AIM A »
Using the court judgment below, rewrite the paragraph that begins "The Appellant was ordered to refund" as a short list that keeps its main facts.

EXTRACT TO READ »
--

This is an appeal brought in terms of
section 148(2)(b) of the National Credit Act, 2005 (the “Act”),
against the order
of the National Consumer Tribunal (“NCT”),
the Second Respondent in the matter.
[2].
The NCT made findings that the Appellant
contravened the provisions of sections 4(5)(b), 54(1)(b),
51(1)(b)(i), (ii), and (iii)
and 48(1)(a)(i)(ii) and (c)(iii) of the
Act and declared the contraventions prohibited conduct in terms of
section 150(a) of the
Act.
[3].
The Appellant was ordered to refund the
First Respondent the amount of R7 480.32, the amount alleged
that the Appellant charged
over the limit on her account, and an
interdict was granted restraining the Appellant from engaging in
similar prohibited conduct
in the future.
[4].
Further, the Appellant was issued with an
administrative fine in the amount of R500 000.00 payable within
thirty days of the
judgment and to pay the First Respondent’s
legal costs on the Magistrate’s Court party and party scale.
[5].
The Appellant appeals against this decision
on various grounds, which this court does not intend to regurgitate
herein. The First
Respondent also filed a cross-appeal against the
Magistrate's Costs order and submitted that it ought to have been
granted a cost
order based on the High Court scale.
[6].

--

Data items »
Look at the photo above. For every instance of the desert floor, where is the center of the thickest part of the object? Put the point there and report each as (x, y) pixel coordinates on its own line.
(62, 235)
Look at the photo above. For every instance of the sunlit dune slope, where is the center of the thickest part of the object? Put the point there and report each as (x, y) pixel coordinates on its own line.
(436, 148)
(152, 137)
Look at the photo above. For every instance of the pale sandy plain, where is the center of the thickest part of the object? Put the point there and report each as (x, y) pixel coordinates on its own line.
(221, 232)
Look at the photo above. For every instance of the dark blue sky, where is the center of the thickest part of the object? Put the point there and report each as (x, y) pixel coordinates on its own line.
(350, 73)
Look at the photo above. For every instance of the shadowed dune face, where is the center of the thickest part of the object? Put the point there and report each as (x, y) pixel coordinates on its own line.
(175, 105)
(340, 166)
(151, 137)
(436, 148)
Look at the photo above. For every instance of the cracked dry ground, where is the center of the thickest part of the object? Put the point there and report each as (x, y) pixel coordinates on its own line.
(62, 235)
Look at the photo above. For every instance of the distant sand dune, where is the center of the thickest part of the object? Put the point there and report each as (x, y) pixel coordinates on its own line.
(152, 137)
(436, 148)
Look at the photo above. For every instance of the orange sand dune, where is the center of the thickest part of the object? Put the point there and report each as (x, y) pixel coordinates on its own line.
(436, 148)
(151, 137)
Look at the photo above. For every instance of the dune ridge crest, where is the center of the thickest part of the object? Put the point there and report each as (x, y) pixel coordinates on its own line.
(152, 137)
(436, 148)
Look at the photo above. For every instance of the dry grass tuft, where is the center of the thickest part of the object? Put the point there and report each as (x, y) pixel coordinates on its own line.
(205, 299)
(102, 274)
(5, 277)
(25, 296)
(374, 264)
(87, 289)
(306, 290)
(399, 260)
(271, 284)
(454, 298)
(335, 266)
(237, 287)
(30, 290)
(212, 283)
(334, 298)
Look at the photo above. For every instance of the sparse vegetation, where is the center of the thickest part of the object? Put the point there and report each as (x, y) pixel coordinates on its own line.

--

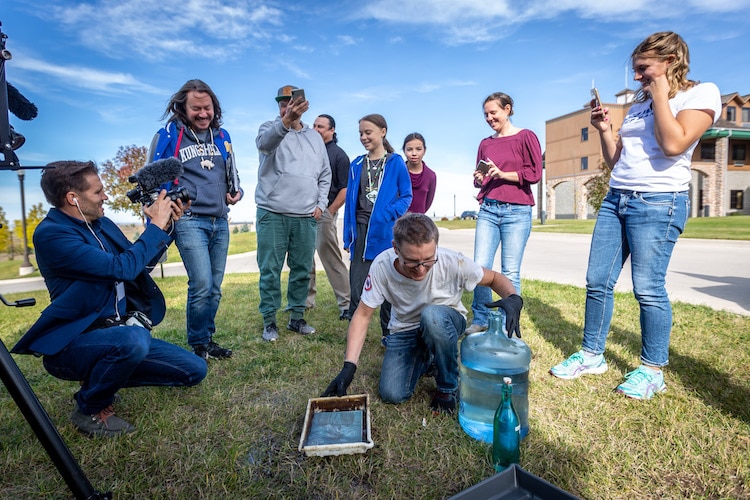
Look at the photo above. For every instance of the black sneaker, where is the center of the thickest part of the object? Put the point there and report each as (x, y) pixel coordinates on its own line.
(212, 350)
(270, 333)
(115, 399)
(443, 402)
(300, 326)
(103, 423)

--

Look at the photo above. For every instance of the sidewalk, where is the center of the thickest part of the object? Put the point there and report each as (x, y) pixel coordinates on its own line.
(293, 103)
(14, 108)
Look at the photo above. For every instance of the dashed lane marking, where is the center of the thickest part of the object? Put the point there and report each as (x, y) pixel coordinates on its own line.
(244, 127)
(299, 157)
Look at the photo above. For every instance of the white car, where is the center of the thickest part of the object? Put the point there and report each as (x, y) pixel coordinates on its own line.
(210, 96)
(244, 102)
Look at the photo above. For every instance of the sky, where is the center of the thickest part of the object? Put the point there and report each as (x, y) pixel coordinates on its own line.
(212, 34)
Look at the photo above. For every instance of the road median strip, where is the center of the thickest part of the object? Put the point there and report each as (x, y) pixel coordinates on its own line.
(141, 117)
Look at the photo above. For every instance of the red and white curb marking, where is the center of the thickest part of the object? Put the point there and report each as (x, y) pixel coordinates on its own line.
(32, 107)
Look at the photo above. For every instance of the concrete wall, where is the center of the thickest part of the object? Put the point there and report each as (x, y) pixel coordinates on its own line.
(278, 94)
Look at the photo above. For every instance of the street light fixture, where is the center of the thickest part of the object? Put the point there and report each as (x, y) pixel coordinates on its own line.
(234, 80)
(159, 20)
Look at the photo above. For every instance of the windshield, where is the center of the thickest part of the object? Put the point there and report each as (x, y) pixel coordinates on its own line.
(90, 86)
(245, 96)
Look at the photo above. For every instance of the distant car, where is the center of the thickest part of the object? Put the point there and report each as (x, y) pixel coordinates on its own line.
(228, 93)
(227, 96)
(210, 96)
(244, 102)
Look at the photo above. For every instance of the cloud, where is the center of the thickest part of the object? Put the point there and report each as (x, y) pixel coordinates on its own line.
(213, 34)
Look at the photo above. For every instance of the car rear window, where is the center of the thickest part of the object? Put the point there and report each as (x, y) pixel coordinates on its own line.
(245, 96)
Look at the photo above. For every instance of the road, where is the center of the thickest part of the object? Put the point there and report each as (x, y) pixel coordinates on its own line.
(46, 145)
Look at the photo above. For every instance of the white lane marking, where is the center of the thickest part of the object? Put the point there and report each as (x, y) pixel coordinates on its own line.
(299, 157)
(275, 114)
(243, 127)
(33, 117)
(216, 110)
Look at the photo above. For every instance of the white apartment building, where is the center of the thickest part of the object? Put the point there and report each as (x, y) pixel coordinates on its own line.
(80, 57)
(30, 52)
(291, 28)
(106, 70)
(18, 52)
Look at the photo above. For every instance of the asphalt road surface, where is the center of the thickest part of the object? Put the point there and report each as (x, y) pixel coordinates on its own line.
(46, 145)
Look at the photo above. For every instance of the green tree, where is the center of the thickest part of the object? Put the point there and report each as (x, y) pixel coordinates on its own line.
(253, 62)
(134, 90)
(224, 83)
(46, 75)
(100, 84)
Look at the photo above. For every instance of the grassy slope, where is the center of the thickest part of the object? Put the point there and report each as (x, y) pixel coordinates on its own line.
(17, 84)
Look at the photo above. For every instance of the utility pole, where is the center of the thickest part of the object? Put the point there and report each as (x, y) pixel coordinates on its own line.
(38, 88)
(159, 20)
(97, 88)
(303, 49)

--

AIM B »
Gather every line of the listing above that contains the string "marking".

FINAL ANSWER A »
- The Appellant must refund the First Respondent R7 480.32, the amount it allegedly charged over the limit on her account.
- An interdict bars the Appellant from similar prohibited conduct in the future.

FINAL ANSWER B »
Look at the photo above. For every instance of the dashed lane marking, where is the center of the thickest part of the object? Put the point there and report each as (x, y) pixel coordinates on its own line.
Look at the photo above. For every instance of the red and white curb marking, where is the center of the thickest part of the object? Put the point there and report each as (x, y) pixel coordinates on its own line.
Look at the photo above. For every instance of the white lane marking, where is the center of the thickest part of the object? Put the point there and report each as (x, y) pixel coordinates on its own line.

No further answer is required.